Reproduce the material below word for word, leaving out the pictures.

AVAILABLE RECORDS =

※ ※ ※

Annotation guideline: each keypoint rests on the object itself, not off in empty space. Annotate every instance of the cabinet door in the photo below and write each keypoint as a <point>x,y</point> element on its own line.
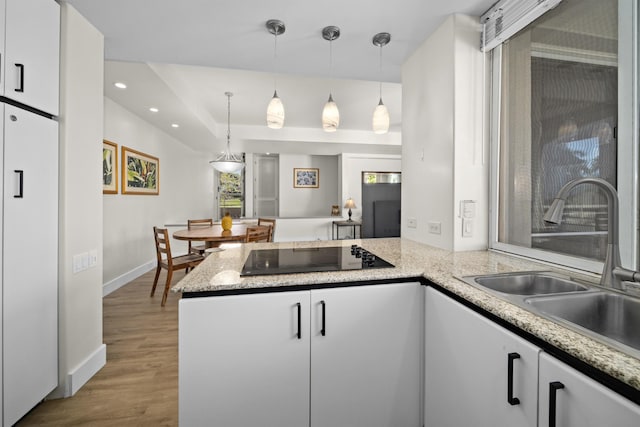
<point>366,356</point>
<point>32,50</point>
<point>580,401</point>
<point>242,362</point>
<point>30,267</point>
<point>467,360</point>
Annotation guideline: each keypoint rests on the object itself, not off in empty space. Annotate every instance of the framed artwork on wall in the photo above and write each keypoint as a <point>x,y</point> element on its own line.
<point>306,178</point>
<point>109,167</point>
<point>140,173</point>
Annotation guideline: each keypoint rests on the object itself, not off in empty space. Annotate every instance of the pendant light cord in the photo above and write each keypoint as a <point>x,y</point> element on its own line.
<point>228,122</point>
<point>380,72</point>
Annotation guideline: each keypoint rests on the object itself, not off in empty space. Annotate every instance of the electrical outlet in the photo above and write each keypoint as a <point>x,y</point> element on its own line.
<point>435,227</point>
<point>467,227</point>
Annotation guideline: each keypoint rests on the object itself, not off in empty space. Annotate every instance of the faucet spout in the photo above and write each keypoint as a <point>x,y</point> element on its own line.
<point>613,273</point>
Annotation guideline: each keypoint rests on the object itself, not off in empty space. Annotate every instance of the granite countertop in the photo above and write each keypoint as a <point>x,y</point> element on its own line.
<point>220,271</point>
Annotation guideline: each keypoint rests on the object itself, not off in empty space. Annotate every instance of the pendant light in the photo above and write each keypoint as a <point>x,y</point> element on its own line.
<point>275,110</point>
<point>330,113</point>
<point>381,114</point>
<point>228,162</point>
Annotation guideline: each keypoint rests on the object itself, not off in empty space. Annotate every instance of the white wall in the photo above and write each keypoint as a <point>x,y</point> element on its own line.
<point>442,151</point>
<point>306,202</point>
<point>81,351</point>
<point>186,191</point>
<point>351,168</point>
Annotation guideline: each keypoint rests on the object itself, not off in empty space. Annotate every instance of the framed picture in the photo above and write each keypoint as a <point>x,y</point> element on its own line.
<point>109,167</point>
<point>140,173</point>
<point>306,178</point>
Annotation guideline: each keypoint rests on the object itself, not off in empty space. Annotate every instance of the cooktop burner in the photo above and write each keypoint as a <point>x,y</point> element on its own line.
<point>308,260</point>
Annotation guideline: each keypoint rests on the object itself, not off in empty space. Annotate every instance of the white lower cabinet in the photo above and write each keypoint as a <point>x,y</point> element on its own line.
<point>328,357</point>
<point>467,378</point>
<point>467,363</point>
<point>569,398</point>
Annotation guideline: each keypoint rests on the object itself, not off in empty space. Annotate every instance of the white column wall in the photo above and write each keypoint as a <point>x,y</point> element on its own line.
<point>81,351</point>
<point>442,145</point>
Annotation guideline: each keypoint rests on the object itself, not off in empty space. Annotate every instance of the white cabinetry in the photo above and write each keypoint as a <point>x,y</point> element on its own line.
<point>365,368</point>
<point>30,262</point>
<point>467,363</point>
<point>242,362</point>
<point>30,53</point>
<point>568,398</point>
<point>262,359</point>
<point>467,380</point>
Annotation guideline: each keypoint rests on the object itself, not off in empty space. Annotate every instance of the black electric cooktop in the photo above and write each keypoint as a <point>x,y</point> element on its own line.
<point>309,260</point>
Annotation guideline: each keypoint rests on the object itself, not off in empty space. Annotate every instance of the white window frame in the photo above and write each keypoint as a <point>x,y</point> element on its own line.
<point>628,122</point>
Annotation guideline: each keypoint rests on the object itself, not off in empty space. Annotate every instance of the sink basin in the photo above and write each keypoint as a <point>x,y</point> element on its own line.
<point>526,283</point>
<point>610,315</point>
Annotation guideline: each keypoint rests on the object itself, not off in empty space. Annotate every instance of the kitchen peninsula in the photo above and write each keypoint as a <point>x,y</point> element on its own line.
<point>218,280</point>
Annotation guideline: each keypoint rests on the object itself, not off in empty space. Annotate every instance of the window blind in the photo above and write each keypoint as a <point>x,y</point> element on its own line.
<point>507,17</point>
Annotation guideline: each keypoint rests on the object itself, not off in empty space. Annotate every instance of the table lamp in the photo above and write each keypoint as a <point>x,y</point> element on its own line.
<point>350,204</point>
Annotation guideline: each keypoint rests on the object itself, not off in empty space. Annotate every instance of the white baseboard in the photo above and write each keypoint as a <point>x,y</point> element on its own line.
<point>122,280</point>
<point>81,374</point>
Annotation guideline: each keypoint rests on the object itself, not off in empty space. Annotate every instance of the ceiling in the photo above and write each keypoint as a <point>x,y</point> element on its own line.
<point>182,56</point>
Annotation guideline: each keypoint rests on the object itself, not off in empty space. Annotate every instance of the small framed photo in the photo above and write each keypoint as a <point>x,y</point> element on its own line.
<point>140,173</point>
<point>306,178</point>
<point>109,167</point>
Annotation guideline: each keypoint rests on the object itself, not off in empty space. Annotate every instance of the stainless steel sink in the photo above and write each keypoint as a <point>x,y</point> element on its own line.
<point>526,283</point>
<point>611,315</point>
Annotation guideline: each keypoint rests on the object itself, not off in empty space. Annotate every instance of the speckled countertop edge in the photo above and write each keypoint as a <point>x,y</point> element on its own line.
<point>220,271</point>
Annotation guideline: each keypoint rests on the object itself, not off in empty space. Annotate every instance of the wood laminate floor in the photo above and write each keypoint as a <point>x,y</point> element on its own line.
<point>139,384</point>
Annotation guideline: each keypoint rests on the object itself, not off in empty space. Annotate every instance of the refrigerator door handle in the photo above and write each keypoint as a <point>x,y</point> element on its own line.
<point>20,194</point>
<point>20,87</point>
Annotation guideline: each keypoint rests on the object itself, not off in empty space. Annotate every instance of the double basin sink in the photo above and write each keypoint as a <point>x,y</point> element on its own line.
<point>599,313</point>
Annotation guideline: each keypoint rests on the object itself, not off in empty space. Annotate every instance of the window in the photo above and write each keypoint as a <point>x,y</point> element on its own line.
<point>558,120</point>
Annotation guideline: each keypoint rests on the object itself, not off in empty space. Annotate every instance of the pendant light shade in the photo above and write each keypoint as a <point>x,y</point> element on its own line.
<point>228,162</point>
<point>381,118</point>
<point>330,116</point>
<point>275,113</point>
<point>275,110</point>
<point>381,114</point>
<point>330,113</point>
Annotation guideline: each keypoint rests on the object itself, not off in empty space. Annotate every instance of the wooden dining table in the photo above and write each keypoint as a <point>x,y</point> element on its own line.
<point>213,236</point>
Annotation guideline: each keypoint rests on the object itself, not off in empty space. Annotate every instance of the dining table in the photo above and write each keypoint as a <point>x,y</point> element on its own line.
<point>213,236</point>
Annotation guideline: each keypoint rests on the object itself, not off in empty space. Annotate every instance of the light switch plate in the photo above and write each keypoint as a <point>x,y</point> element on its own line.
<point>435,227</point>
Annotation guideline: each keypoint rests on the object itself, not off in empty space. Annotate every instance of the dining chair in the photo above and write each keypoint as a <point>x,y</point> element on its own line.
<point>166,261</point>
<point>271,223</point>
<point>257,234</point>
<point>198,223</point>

※ ※ ※

THE RESPONSE =
Annotation guideline: each keypoint rests on the object itself, not off in empty space. Annotate every instance of the cabinet door in the photo below and write each keypoint as a <point>x,y</point> element on its own line.
<point>366,356</point>
<point>32,50</point>
<point>580,401</point>
<point>242,362</point>
<point>30,267</point>
<point>467,360</point>
Annotation guideline: each keypoint rests on the object itself, not off in empty space. Annotate every instance of the framed artwork on wall in the photo above and write each keypoint as a <point>x,y</point> element on its own line.
<point>306,178</point>
<point>109,167</point>
<point>140,173</point>
Annotation guideline: each keypoint rests on the object itself, not off in empty space. Annotate every instance of the pendant light cord in the photo above and write each keypoint as a <point>x,y</point> element on its own line.
<point>228,122</point>
<point>380,72</point>
Annotation guideline: each keypoint rests on the object itself, not off in empty space. Annotate every instance of the electrical outlet in the photo above and write each keypoint as a <point>x,y</point> element on its own line.
<point>435,227</point>
<point>467,227</point>
Annotation guideline: each keypoint rests on the object itself, not off in empty space. Annotate every instance of the faucet spout in the photo above and write each keypoint as a <point>x,y</point> element on its own line.
<point>613,273</point>
Annotation guideline: each keypoint rests on the object itself, not off in empty space. Annotate every instance of the granite countertop in the photo above and write each keypoint as a <point>x,y</point> element on its own line.
<point>220,271</point>
Annotation guideline: each keypoint rests on the object itself, not off in empty space. Annotate every instance of the pendant light in the photo above and write each keypoint as a <point>x,y</point> element on its own line.
<point>275,110</point>
<point>330,113</point>
<point>381,114</point>
<point>228,162</point>
Annotation guideline: each keypoint rests on the object itself, not off in empty space. Annotate every instance of the white wall in the photo above and write each keypoint as a <point>x,y</point> element on its own line.
<point>442,151</point>
<point>306,202</point>
<point>81,351</point>
<point>186,191</point>
<point>351,168</point>
Annotation guideline: each keypoint rests on the object itself, not off in empty space. Annotate every instance of the framed picture in the photo above and write each keypoint as a <point>x,y</point> element on its own line.
<point>109,167</point>
<point>140,173</point>
<point>306,178</point>
Annotation guideline: each keypoint rests on the object itself, not off in empty space. Annotate every instance of the cooktop burner in the photo above and write each keypoint as a <point>x,y</point> element on its own line.
<point>308,260</point>
Annotation guideline: each keypoint rests on the object itself, not off in empty space. Annotate every instance of the white lower cabinet in the photo above and write each keypoint as a <point>x,y</point> element on its own line.
<point>328,357</point>
<point>467,378</point>
<point>467,363</point>
<point>569,398</point>
Annotation guideline: each keypoint rests on the object itself, not off in empty space. Annotate every instance of the white column wall in the photo above and write each keypoint as a <point>x,y</point> element on its own line.
<point>81,351</point>
<point>442,145</point>
Annotation guideline: each keypoint rests on the object itself, not off in empty space. Annotate every instance of the white cabinetry in the photo above and write each keypoint as a <point>x,y</point> element on its own line.
<point>365,368</point>
<point>30,262</point>
<point>467,363</point>
<point>242,362</point>
<point>30,53</point>
<point>568,398</point>
<point>262,359</point>
<point>467,380</point>
Annotation guideline: each keypoint rests on the object itself, not off in empty space. Annotate every instance of the black electric cooktop in the photo above and write each keypoint as a <point>x,y</point> element on its own line.
<point>309,260</point>
Annotation guideline: each keypoint rests on the object itself, not off in empty space. Annotate every instance of the white window frame in the photo above and write each keypoint as a <point>x,y</point> element on its own line.
<point>628,122</point>
Annotation guideline: each keypoint rests on the object itself, not off in empty space. Annotate every instance of the sink basin in the photo above and write each keypoint as a <point>x,y</point> element on its own line.
<point>526,283</point>
<point>610,315</point>
Annotation guideline: each keypoint rests on the object itself, not off in empty space. Annotate every instance of the kitchen peninsula in the photo above and write each keypoint as a <point>x,y</point> element on its own line.
<point>218,280</point>
Annotation guideline: each keypoint rests on the object itself, not off in empty space. Annotate every instance of the window blind in the photo above and write each keypoint as a <point>x,y</point> element on its own line.
<point>507,17</point>
Annotation guideline: each keypoint rests on the object itself, not off in empty space. Annotate every instance of the table lamp in the photo above and write each keypoint as a <point>x,y</point> element on its own line.
<point>350,204</point>
Annotation guideline: each keypoint rests on the object itself, not off in empty space. Annotate every instance of the white baseboard in the photo above and write each keypoint as a <point>x,y</point> element on its own line.
<point>122,280</point>
<point>81,374</point>
Annotation guideline: each keypoint rests on the object itself, not off in empty space. Annotate every instance of the ceiling in the photo above and write each keypoint as a <point>x,y</point> element on its own line.
<point>182,56</point>
Annotation guideline: each keypoint rests on the object itself, not off in empty space. Annotate every instance of the small framed photo in the photo above and write each keypoint as a <point>x,y</point> element on its own line.
<point>140,173</point>
<point>306,178</point>
<point>109,167</point>
Annotation guideline: each keypoint rests on the object itself, not off in empty space. Annotate every instance of the stainless steel sink in the photo above and write each keypoint as a <point>x,y</point> element on its own line.
<point>526,283</point>
<point>611,315</point>
Annotation guideline: each keypoint rests on the object itself, not off in empty space. Annotate every instance of the speckled countertop edge in the photo above and write each keypoint as a <point>x,y</point> element on its own line.
<point>220,271</point>
Annotation guideline: each keypoint rests on the object itself, not off in empty space. Annotate every instance of the wood laminate floor in the photo above and write each keypoint as a <point>x,y</point> element on its own line.
<point>139,384</point>
Annotation guideline: each keypoint rests on the object itself, not off in empty space. Annotate every instance of the refrigerator door handle in the photo above and write each keypoint as a <point>x,y</point> element on its own line.
<point>20,194</point>
<point>20,87</point>
Annotation guideline: each keypoint rests on the object itself, not off in empty space. Annotate every instance of the double basin sink in the photo above and write each keypoint as a <point>x,y</point> element on its own line.
<point>599,313</point>
Annotation guideline: each keypoint rests on the object itself, not off in empty space. Annotate every instance of the window in the photo above and write each keypoint as a <point>x,y</point> element on its own line.
<point>558,120</point>
Annotation guideline: each keypoint rests on the object itself, not off in empty space. Annotate every instance of the pendant light shade in the photo above and write each keypoint as a <point>x,y</point> element on its own line.
<point>228,162</point>
<point>381,118</point>
<point>330,116</point>
<point>275,113</point>
<point>275,110</point>
<point>381,114</point>
<point>330,113</point>
Annotation guideline: each keypoint rests on the object itself, not off in empty space. Annotate every instance of the wooden dining table in the photo above and write each keypoint as a <point>x,y</point> element on its own line.
<point>213,236</point>
Annotation guideline: each keypoint rests on the object itself, not off in empty space. Annotate every instance of the dining table in the photo above and write each keypoint as a <point>x,y</point> element on its own line.
<point>213,236</point>
Annotation guideline: each keypoint rests on the object itself, not off in empty space. Annotate every instance of the light switch plate in the photo above and write each keypoint as a <point>x,y</point> element on its own line.
<point>435,227</point>
Annotation guideline: each keypoint rests on the object itself, not off in empty space. Annotate every instance of the dining chair in the photo above and write each keypoint as a <point>x,y</point> element on its own line.
<point>166,261</point>
<point>271,223</point>
<point>257,234</point>
<point>198,223</point>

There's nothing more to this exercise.